Written problem 1: In the book review, what vehicle is Pete shown driving?

***** Extracted text

If it weren’t part of the title and repeated on every other page, readers unfamiliar with Pete’s shtick might have a hard time arriving at “groovy” to describe his Christmas celebration, as the expressionless cat displays not a hint of groove in Dean’s now-trademark illustrations. Nor does Pete have a great sense of scansion: “On the first day of Christmas, / Pete gave to me… / A road trip to the sea. / GROOVY!” The cat is shown at the wheel of a yellow microbus strung with garland and lights and with a star-topped tree tied to its roof. On the second day of Christmas Pete gives “me” (here depicted as a gray squirrel who gets on the bus) “2 fuzzy gloves, and a road trip to the sea. / GROOVY!” On the third day, he gives “me” (now a white cat who joins Pete and the squirrel) “3 yummy cupcakes,” etc. The “me” mentioned in the lyrics changes from day to day and gift to gift, with “4 far-out surfboards” (a frog), “5 onion rings” (crocodile), and “6 skateboards rolling” (a yellow bird that shares its skateboards with the white cat, the squirrel, the frog, and the crocodile while Pete drives on). Gifts and animals pile on until the microbus finally arrives at the seaside and readers are told yet again that it’s all “GROOVY!”

**********
***** Records for the exercise

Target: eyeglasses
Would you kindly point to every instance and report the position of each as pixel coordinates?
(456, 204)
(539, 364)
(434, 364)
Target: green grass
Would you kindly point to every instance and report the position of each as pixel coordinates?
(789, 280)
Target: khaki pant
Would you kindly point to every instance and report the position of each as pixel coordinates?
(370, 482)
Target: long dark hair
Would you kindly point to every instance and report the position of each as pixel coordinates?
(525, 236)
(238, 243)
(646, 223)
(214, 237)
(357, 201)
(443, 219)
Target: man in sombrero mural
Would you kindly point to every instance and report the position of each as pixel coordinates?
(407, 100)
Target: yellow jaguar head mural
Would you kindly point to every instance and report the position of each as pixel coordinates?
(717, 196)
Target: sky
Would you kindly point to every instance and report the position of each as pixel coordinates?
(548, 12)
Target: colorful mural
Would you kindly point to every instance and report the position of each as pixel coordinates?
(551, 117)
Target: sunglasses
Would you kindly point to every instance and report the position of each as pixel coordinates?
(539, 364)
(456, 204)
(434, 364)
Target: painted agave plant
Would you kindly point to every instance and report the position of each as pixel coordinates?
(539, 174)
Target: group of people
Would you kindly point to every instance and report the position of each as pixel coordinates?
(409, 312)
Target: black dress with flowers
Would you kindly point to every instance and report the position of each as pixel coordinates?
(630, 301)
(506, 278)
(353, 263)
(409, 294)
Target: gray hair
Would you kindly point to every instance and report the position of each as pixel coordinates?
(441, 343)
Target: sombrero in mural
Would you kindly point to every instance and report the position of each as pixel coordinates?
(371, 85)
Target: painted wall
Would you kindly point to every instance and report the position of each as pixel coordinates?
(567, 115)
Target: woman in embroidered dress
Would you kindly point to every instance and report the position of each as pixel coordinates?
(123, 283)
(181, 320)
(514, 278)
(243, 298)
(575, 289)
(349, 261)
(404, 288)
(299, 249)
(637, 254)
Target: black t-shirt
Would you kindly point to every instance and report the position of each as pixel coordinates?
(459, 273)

**********

Written problem 2: Edit the records starting at the line that contains "Target: painted wall" and ending at the last line of the records, replacing "embroidered" with "patterned" and changing nothing else. Return only those lines.

Output 1: A yellow microbus.

Output 2:
Target: painted wall
Would you kindly point to every instance and report the position of each as pixel coordinates?
(567, 115)
Target: woman in patterned dress
Would you kindly point to every instance and report the position of each as pixel coordinates?
(123, 283)
(181, 320)
(514, 278)
(243, 298)
(575, 289)
(349, 261)
(404, 288)
(299, 249)
(637, 254)
Target: black t-shirt
Would you kindly point to every instance and report the position of each as pixel coordinates?
(459, 273)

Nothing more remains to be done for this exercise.